**BRIEF:**
Begin with the line containing "Category: blue tractor" and copy each line exactly through the last line of the entries, inclusive.

**EXTRACTED DATA:**
------------------------

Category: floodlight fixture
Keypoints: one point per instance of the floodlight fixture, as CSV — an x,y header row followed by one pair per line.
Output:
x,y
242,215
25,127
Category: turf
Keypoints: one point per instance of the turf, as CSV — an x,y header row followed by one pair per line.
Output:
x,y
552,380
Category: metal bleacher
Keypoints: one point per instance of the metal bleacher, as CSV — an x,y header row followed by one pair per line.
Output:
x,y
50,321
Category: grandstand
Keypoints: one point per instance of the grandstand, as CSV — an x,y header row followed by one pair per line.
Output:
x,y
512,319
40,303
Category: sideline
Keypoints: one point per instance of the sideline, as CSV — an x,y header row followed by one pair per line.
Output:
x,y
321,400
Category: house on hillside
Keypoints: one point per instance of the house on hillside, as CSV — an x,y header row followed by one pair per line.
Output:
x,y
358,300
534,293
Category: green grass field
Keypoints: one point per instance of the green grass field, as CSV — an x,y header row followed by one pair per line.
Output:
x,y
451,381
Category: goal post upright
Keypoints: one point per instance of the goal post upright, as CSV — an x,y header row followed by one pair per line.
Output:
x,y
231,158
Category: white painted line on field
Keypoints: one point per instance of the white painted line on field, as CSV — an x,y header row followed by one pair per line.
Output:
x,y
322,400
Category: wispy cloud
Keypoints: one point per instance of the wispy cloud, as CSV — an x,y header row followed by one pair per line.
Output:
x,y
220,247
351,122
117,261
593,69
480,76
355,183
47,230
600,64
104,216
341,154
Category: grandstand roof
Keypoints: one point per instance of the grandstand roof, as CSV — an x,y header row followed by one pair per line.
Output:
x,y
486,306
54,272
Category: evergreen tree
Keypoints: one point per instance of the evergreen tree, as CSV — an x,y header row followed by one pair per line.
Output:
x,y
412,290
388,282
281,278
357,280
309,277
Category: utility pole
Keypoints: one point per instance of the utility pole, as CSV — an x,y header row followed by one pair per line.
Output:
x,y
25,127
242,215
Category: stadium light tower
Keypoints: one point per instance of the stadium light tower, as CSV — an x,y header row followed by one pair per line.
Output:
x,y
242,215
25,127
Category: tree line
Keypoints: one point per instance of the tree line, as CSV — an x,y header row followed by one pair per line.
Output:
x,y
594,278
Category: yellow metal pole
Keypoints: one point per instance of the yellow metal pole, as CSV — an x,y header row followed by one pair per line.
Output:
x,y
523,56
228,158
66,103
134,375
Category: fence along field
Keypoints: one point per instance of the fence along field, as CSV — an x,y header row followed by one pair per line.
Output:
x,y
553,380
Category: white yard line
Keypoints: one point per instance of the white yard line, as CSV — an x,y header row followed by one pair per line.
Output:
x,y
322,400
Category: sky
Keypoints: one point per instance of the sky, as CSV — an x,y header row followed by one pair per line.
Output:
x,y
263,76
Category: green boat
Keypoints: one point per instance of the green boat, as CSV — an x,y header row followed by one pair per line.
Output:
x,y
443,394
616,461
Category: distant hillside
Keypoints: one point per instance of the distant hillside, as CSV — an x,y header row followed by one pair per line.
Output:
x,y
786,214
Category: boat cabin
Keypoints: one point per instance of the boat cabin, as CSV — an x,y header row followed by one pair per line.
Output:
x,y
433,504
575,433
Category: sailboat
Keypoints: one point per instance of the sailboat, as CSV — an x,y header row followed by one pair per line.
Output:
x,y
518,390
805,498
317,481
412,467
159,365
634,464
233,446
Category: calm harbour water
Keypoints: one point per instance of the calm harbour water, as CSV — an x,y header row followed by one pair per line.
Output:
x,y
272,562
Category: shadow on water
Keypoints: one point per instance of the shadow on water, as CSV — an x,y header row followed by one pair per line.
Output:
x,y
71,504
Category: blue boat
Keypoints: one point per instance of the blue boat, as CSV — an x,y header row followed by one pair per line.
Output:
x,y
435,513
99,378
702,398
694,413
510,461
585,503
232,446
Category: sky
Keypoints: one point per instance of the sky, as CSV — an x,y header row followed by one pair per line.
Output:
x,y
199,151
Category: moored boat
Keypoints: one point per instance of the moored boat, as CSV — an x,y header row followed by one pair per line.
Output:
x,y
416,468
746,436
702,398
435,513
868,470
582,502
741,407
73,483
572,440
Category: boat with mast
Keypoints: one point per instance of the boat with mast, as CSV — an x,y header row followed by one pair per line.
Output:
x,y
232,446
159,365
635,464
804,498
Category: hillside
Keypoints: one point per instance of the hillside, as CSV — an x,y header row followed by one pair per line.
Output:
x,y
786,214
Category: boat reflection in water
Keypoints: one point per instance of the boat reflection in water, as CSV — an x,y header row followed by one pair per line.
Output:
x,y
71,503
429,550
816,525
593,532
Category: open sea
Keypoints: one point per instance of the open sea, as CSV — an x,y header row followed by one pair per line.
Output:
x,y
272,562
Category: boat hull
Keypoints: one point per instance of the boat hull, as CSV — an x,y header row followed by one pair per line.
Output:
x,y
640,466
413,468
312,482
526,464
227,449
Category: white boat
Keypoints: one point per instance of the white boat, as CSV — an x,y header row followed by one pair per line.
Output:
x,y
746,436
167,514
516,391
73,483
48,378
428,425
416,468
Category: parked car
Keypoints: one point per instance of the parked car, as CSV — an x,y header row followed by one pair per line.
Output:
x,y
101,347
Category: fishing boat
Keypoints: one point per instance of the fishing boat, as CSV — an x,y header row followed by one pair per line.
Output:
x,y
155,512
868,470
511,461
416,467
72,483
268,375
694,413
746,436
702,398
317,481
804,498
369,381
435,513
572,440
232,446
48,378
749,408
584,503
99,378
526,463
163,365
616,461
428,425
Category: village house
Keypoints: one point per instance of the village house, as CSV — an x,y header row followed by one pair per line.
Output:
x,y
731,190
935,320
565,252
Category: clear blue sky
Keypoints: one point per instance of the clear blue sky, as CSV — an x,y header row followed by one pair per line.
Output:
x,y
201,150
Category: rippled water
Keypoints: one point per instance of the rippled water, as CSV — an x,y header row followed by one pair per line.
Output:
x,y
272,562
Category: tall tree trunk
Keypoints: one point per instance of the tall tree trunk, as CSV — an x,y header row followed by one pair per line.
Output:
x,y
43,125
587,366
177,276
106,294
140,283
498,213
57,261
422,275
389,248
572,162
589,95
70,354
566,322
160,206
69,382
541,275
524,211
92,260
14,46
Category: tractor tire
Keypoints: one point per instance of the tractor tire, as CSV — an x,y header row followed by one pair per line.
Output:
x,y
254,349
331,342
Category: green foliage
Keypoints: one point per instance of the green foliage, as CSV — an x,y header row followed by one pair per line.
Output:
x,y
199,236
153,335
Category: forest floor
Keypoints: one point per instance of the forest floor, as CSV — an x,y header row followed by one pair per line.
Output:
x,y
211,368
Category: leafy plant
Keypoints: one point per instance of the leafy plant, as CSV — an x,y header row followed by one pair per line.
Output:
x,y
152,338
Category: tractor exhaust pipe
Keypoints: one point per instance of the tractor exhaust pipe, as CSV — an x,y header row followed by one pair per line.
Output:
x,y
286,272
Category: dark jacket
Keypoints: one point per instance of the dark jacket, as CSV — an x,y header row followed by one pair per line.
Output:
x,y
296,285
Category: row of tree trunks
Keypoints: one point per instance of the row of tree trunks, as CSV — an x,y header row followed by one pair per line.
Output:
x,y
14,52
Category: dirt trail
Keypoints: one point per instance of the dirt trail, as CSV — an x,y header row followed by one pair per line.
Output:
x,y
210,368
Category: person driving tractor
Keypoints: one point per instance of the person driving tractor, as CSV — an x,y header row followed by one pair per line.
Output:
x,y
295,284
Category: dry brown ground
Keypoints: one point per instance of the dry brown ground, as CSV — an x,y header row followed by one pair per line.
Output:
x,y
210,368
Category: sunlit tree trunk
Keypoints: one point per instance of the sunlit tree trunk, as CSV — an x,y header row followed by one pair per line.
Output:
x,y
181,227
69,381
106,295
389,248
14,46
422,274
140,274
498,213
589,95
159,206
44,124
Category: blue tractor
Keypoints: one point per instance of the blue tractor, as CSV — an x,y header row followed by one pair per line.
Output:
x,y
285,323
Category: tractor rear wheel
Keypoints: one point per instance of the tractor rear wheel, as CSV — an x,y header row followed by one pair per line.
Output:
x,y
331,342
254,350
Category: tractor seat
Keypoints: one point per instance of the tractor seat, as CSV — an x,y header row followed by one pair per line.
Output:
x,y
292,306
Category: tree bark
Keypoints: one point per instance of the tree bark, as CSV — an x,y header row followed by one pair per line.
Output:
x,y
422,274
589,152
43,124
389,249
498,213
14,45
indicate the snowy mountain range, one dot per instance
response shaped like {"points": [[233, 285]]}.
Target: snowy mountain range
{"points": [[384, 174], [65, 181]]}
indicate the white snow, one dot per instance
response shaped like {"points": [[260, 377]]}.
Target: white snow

------------------------

**RESULT FOR THIS EXERCISE:**
Category: blue tractor
Keypoints: one point per instance of the blue tractor, as CSV — an x,y header row followed by one pair per line.
Output:
x,y
285,323
Category: tractor rear wheel
Keypoints: one point per instance of the tractor rear wheel, as CSV — an x,y header row followed by one pair per line.
Output:
x,y
331,342
254,350
Category: tractor seat
Keypoints: one point per instance of the tractor seat, as CSV — an x,y header row followed by one pair per line.
Output:
x,y
292,306
Category: tree bark
Keypoints: one point per instance of the tree bark, as CSV — an x,y header row followed by one pair per line.
Output:
x,y
422,274
589,152
43,124
389,249
498,213
14,45
indicate the snowy mountain range, one dot per instance
response shaped like {"points": [[233, 285]]}.
Target: snowy mountain range
{"points": [[384, 174], [65, 181]]}
indicate the white snow, one dot per instance
response shaped like {"points": [[260, 377]]}.
Target: white snow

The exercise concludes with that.